*** Opening of SELECTED TEXT ***
In Chapter Four familiar, amicable verse conversations between friends are considered; specifically ones centred around Barnabe Googe, Isabella Whitney and John Donne. The participants in these exchanges trade in mutual assumptions that confirm and support the cohesion and coalescence of their social groups. Such mutual assumptions might be mundane clichés that provide a straightforward means of establishing common ground, but they might also be developed more subtly through the course of an exchange. What is remarkable about these verse conversations is the extent to which they might be choreographed by one central member who imposes an agenda upon the group.
*** Close of SELECTED TEXT ***
*** Opening of RECORDS ***
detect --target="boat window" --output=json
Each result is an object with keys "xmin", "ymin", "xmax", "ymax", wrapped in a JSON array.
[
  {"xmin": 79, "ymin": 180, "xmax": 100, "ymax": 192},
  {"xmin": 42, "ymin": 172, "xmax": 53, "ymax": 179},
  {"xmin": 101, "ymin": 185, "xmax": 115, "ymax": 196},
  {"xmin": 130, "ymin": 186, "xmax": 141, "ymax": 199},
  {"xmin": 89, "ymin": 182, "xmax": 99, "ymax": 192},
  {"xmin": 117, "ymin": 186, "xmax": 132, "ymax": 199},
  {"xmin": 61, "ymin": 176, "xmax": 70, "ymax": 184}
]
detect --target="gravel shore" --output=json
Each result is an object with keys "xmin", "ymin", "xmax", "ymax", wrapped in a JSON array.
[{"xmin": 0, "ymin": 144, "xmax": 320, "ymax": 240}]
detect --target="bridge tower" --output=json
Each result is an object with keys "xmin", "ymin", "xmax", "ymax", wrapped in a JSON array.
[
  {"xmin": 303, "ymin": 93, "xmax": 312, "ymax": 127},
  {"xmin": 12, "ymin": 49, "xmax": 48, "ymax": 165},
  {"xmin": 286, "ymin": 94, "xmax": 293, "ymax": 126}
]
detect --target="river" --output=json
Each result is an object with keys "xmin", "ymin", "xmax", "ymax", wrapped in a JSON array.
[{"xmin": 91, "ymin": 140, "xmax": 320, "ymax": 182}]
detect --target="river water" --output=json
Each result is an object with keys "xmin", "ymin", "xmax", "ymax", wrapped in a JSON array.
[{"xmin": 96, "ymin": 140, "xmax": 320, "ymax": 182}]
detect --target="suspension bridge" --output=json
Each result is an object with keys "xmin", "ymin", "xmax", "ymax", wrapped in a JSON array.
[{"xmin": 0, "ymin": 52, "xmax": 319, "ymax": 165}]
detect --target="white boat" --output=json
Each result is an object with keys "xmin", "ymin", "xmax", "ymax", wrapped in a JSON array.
*** Close of RECORDS ***
_TASKS TO PERFORM_
1 > Please answer these questions on the passage about verse conversations between friends:
(a) Which three writers are the conversations in Chapter Four centered around?
(b) What might the mutual assumptions be at their most mundane?
(c) Who might choreograph these verse conversations?
2 > Rewrite everything in the passage about verse conversations from "In Chapter Four" down to "upon the group.", changing "remarkable" to "striking".

_RESPONSES BY ITEM NUMBER_
1 >
(a) Barnabe Googe, Isabella Whitney and John Donne.
(b) Mundane clichés that provide a straightforward means of establishing common ground.
(c) One central member who imposes an agenda upon the group.

2 >
In Chapter Four familiar, amicable verse conversations between friends are considered; specifically ones centred around Barnabe Googe, Isabella Whitney and John Donne. The participants in these exchanges trade in mutual assumptions that confirm and support the cohesion and coalescence of their social groups. Such mutual assumptions might be mundane clichés that provide a straightforward means of establishing common ground, but they might also be developed more subtly through the course of an exchange. What is striking about these verse conversations is the extent to which they might be choreographed by one central member who imposes an agenda upon the group.